Tajobsindia (Senior Partner )     06 June 2011

@ Author

1.
Yes, in my opinion under change of circumstances which in instance brief looks to me may be based on "increase in cost of medical treatment / specialised treatment / special life saving drugs / cross consultation with specialists / rehabilitation cost increase due to price rise index etc."


2. However what I noticed in "change of circumstances" situations is that on an average such suits are filed after minimum 3 years. This average I discovered studying trend in 12 similar cases laws which are from SC to various HC's.

 


(Guest)

Hi,

Thanks for the response.

I tried to search on the internet regarding the increase in monthly maintenance. I interpreted that "change of circumstances" may apply if the court has decided upon the maintenance amount. I may be wrong.

When the parties have agreed a particular amount and reached a compromise, would the court entertain an application for increase in monthly maintenance at a later date? Also, the fataher in law has agreed to pay for any additional cost. Won't the court say that the inflation factor was already known when entering in to a compromise. Why was it not mentioned in the  compromise agreement that the monthly maintenance would increase with increase in inflation. Rather a point is mentioned in the compromise agreement that no further claims would be made against each other.

_Record set:_
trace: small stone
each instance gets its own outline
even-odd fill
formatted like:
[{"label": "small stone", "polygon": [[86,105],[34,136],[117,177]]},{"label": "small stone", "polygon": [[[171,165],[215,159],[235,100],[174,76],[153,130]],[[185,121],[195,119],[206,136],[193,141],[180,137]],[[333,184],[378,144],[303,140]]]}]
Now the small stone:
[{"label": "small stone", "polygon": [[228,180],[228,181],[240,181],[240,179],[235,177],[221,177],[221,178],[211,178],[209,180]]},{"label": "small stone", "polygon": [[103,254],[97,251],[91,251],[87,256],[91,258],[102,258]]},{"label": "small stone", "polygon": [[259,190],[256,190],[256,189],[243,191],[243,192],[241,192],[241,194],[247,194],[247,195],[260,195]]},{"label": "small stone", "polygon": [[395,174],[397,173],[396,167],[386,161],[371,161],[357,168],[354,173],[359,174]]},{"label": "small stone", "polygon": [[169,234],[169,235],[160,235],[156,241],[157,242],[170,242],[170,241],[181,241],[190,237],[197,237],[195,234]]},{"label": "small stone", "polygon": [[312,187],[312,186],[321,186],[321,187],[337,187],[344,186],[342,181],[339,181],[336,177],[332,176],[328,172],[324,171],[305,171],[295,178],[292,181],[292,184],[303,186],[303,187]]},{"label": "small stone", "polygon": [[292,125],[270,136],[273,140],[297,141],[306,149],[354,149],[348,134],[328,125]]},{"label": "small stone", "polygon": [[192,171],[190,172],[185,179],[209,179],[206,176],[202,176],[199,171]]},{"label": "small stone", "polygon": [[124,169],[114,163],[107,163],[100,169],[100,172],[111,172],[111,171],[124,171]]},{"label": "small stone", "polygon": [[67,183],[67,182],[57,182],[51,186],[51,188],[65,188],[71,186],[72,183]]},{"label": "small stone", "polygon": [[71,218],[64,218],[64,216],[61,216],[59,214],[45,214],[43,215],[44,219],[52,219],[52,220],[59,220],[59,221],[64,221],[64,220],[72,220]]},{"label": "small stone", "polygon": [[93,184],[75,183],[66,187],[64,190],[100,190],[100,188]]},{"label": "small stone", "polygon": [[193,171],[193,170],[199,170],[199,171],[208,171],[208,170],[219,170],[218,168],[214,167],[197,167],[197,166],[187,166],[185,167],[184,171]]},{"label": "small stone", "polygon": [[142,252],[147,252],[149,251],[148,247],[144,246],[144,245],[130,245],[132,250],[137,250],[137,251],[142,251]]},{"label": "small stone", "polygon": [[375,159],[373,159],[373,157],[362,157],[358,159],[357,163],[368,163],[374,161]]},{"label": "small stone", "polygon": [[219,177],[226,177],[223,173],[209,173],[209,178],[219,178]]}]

_Check your understanding:_
A) In the maintenance discussion above, translate this sentence into Spanish: "I tried to search on the internet regarding the increase in monthly maintenance."
B) Retype the part of the maintenance discussion that runs from "2. However what" to "to various HC's.".
C) Point 1 of the maintenance discussion gives a quoted list, separated by slashes, of possible grounds for a change of circumstances. List every item in it, leaving out the closing "etc."

_Results for each task:_
A) Intenté buscar en internet información sobre el aumento de la manutención mensual.

B)
2. However what I noticed in "change of circumstances" situations is that on an average such suits are filed after minimum 3 years. This average I discovered studying trend in 12 similar cases laws which are from SC to various HC's.

C)
- increase in cost of medical treatment
- specialised treatment
- special life saving drugs
- cross consultation with specialists
- rehabilitation cost increase due to price rise index